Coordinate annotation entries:
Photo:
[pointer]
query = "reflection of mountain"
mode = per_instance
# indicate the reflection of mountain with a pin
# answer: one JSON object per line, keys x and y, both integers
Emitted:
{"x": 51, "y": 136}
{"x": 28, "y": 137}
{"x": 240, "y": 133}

THE EXERCISE:
Count the lines of the listing above that contain the string "mountain", treating case as significant. Give only the number.

RIGHT ANSWER:
2